[Saved entries]
- - -
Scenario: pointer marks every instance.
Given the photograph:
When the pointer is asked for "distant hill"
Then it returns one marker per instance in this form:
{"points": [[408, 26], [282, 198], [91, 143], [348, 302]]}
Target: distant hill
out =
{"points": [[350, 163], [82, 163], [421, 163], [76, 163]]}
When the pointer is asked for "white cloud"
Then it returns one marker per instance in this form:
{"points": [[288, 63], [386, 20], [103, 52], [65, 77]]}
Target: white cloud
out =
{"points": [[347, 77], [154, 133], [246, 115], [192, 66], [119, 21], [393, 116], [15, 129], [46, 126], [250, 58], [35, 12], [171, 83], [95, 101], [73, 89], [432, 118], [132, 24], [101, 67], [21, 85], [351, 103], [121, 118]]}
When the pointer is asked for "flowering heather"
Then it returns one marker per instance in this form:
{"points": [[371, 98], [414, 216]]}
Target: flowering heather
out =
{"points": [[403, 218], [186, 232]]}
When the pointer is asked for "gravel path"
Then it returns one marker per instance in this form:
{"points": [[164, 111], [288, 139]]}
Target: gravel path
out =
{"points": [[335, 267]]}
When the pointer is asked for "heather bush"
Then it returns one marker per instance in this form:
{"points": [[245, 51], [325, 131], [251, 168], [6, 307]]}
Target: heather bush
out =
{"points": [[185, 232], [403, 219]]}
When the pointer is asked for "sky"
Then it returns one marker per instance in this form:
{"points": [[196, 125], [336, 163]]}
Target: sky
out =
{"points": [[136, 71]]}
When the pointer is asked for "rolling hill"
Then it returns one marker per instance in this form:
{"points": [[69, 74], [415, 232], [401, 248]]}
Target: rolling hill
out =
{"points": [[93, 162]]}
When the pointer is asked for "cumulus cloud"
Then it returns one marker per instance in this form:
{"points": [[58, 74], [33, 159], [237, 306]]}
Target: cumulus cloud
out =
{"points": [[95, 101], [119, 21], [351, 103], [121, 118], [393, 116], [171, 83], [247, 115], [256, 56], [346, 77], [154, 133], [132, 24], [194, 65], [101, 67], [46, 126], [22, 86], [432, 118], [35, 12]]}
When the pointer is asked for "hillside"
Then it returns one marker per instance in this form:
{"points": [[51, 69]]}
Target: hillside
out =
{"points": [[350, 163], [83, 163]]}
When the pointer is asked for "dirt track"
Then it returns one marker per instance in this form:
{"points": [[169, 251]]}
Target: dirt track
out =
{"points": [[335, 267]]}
- - -
■ WORK ORDER
Lines with "track": find them in the data and copy each one.

■ FINISHED TASK
When the pointer is asked for "dirt track"
Target: dirt track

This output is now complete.